§ Task description:
Extract each line of the data below that contains the word "plank", and copy every such line in full.

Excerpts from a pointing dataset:
::::::::
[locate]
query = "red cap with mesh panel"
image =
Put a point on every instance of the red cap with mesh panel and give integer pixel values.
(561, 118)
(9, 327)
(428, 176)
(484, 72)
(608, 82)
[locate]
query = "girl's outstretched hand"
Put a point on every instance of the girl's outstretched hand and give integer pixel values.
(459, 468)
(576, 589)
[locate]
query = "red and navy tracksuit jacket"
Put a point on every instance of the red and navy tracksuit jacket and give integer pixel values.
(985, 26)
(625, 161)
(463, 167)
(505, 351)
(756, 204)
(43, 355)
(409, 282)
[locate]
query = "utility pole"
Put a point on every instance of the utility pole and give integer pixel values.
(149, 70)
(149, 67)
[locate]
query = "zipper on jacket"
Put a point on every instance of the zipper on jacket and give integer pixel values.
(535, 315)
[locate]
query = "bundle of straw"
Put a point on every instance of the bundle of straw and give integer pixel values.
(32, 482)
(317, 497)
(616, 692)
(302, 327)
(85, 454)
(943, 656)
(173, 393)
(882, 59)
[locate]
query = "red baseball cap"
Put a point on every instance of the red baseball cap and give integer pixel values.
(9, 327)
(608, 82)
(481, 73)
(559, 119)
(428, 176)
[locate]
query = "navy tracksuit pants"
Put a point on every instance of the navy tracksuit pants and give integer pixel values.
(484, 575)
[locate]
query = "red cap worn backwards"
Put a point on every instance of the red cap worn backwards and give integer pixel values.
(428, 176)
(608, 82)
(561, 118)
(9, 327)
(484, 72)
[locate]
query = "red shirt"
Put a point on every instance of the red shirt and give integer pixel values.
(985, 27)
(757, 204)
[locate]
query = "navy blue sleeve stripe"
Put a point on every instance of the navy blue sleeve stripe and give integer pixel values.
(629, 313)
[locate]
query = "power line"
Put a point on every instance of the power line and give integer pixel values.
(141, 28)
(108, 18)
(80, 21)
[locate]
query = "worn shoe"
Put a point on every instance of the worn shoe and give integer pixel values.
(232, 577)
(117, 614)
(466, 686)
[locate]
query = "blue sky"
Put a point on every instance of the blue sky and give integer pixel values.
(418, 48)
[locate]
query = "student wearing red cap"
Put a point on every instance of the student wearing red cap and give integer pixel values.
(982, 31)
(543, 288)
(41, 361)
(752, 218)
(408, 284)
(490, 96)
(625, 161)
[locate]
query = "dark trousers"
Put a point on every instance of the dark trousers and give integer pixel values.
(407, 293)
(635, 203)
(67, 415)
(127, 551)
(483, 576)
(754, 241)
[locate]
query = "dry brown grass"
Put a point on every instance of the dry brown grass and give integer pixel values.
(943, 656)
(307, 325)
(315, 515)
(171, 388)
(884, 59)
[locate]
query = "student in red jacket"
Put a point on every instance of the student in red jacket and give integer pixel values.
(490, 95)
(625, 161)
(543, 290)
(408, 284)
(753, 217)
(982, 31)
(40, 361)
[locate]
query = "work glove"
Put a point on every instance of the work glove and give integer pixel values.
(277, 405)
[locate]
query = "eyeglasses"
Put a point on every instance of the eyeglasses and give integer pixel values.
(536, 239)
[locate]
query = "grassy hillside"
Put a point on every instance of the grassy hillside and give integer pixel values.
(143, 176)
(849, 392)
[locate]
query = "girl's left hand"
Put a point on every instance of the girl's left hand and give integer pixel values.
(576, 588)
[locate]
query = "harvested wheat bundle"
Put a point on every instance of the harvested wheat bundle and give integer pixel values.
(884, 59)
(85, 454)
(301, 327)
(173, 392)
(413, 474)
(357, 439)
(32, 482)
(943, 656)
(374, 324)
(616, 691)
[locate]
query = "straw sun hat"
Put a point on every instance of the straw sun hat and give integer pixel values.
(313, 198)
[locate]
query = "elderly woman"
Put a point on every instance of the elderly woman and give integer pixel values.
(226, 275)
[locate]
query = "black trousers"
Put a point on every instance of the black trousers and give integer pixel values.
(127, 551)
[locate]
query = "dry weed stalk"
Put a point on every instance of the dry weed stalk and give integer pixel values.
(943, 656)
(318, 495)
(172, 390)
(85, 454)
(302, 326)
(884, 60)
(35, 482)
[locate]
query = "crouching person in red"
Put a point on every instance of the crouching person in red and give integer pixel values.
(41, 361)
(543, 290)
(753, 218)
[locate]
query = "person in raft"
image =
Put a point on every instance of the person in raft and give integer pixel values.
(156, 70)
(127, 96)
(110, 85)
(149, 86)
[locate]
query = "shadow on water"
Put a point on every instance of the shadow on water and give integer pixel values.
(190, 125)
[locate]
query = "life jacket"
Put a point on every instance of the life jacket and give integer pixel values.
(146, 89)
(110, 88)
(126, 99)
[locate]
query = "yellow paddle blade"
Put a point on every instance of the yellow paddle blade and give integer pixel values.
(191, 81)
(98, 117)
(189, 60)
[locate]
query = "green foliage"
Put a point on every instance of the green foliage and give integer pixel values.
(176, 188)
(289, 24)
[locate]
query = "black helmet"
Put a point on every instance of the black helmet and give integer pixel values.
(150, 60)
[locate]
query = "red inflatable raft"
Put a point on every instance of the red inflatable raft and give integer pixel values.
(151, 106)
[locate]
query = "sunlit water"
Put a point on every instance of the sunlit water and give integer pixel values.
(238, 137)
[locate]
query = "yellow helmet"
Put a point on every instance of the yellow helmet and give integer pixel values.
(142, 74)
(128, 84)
::::::::
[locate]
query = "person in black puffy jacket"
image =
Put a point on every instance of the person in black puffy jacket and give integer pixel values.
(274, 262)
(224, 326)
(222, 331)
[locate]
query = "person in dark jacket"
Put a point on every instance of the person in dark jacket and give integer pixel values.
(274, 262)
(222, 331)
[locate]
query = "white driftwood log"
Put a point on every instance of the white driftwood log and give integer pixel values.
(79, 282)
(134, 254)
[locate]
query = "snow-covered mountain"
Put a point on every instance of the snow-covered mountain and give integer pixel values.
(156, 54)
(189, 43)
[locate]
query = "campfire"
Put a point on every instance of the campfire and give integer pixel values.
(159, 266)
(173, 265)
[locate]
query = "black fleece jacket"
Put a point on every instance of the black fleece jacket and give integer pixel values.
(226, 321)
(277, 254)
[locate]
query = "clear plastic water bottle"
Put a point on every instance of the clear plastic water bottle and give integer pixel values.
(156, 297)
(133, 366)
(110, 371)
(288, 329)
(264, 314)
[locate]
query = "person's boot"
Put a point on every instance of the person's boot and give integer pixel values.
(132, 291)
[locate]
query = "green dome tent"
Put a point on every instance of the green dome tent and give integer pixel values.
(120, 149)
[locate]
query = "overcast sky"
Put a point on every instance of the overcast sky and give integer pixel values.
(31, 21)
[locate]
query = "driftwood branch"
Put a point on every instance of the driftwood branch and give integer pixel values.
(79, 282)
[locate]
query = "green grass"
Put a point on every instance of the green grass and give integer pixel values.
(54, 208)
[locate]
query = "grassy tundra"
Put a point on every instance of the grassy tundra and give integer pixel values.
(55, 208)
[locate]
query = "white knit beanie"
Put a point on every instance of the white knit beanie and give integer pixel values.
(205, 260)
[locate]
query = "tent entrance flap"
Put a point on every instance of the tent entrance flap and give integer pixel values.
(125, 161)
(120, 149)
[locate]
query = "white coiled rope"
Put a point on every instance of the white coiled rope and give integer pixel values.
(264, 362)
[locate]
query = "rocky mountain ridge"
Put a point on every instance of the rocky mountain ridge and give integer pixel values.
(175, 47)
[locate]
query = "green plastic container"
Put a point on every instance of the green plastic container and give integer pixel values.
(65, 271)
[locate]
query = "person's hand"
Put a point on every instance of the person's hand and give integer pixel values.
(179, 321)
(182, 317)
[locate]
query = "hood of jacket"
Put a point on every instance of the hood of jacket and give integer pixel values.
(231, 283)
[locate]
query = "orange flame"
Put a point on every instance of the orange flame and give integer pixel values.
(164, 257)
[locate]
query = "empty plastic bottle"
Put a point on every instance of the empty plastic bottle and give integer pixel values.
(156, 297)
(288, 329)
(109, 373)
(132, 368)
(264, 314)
::::::::
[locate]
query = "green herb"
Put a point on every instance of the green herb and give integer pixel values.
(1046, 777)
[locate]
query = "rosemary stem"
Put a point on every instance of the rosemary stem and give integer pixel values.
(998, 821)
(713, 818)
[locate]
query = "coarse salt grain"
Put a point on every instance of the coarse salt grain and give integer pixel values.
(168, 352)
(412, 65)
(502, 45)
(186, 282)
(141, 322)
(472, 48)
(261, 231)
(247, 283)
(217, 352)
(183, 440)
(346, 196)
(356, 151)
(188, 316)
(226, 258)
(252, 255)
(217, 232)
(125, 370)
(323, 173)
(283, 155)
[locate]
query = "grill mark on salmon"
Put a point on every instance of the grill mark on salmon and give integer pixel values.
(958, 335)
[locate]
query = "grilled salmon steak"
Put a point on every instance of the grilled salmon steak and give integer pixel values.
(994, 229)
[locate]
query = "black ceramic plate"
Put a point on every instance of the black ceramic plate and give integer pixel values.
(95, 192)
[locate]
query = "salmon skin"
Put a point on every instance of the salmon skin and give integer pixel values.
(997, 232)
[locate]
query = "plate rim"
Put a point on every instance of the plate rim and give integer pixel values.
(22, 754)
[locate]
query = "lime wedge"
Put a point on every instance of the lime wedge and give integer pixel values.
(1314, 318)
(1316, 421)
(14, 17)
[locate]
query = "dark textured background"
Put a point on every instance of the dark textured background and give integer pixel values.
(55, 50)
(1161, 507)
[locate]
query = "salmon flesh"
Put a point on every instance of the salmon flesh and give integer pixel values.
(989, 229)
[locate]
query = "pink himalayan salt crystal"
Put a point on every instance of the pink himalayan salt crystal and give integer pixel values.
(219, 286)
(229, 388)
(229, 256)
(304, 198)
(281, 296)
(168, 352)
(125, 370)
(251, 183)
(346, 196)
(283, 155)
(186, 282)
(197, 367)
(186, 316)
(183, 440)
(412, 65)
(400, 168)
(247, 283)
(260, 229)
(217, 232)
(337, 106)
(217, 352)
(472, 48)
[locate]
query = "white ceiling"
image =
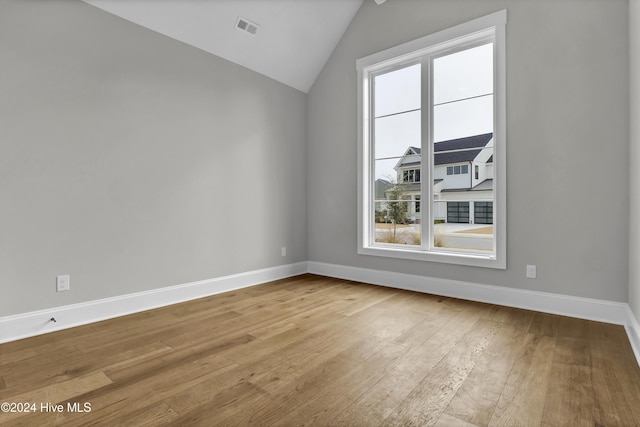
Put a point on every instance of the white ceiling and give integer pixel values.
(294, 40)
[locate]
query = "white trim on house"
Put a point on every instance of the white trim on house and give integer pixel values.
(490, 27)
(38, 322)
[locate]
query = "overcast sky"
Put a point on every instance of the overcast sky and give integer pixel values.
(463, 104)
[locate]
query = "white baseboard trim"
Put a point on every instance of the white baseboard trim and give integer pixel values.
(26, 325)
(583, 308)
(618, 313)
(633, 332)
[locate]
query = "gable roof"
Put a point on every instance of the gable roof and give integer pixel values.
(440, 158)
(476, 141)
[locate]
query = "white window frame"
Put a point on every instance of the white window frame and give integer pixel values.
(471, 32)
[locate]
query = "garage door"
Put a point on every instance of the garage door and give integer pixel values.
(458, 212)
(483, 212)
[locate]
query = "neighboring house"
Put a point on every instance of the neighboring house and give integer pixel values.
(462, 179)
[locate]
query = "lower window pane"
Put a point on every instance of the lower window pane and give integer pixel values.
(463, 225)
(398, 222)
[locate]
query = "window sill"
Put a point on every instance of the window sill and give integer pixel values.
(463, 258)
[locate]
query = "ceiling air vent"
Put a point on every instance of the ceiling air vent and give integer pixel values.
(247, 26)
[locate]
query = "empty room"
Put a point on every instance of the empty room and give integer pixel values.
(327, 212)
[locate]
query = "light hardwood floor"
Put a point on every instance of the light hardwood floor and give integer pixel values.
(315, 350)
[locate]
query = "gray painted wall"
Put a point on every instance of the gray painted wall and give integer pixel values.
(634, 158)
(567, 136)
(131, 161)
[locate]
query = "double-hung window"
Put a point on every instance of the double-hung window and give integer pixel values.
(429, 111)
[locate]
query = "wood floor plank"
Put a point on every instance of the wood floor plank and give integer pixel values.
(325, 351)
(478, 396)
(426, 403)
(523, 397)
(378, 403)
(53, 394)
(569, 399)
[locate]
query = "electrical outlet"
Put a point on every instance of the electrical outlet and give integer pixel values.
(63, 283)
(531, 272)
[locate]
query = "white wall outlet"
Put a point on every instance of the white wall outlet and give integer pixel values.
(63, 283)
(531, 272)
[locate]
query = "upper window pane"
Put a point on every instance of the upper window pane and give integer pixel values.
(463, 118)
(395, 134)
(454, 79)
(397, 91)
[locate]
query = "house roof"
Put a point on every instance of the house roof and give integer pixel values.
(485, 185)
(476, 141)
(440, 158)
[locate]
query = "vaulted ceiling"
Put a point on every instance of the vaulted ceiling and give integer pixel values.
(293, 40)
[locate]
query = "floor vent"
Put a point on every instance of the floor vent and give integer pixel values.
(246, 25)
::::::::
§ Correct answer:
query = "wood floor plank"
Put a point on every instance of the wood floor plank and give integer pixel values.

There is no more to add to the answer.